──────── Information shown ────────
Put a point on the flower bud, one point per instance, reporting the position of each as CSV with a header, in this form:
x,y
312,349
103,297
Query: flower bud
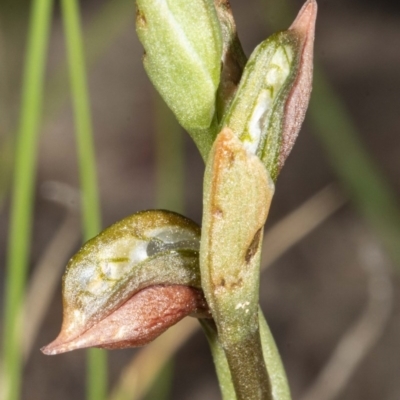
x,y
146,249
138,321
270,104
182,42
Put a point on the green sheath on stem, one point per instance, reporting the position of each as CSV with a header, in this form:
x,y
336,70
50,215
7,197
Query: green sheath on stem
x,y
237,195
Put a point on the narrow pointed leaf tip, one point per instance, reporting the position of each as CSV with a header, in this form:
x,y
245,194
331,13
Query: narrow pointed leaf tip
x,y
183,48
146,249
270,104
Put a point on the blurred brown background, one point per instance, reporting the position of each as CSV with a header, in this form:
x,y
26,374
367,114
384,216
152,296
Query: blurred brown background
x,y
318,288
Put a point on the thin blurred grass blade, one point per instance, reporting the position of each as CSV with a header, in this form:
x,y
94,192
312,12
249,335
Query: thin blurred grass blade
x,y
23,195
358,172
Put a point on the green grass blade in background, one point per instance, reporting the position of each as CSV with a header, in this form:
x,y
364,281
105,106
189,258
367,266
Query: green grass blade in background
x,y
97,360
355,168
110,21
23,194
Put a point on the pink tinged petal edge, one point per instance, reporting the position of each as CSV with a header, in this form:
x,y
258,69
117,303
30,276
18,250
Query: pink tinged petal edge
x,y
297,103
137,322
────────
──────── Information shown ────────
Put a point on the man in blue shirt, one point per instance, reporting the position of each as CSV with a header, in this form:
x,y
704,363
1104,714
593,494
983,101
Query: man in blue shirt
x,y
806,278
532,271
────────
◆ What you need to do ◆
Please pull out every line of the listing above that contains the word "shirt".

◆ Task result ◆
Put a point on the man in blue shirt, one point per instance, reporting the position of each as CSV with a header, in this form:
Query: man in blue shirt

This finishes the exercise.